Aim:
Which of the lines below contain the word "traffic"? Return each of those lines in full.

Source data:
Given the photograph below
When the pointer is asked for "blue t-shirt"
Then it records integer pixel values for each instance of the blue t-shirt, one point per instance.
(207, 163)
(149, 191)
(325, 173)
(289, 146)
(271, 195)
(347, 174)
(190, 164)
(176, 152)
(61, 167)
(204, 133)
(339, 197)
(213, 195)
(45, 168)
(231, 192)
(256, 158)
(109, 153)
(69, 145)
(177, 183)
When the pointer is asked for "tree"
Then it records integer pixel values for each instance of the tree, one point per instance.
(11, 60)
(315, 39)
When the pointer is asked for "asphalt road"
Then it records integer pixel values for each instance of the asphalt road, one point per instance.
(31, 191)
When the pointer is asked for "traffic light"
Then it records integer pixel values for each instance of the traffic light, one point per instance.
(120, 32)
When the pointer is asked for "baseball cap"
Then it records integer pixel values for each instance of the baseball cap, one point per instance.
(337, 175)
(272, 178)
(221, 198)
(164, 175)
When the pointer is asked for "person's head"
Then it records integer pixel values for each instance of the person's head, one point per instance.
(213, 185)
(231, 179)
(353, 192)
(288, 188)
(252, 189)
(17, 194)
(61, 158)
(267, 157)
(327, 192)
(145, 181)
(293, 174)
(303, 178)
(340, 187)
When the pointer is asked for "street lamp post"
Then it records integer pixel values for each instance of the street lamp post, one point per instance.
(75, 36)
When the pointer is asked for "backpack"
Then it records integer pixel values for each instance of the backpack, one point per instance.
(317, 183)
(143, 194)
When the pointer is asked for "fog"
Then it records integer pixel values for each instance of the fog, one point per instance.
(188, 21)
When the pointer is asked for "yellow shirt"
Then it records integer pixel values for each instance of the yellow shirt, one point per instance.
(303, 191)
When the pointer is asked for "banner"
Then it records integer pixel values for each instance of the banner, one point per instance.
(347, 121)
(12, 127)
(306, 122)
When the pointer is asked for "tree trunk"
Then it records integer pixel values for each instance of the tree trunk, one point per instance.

Answer to this task:
When the pointer is asked for "traffic light"
Then it records integer pixel values for each instance of the traffic light, one point per instance.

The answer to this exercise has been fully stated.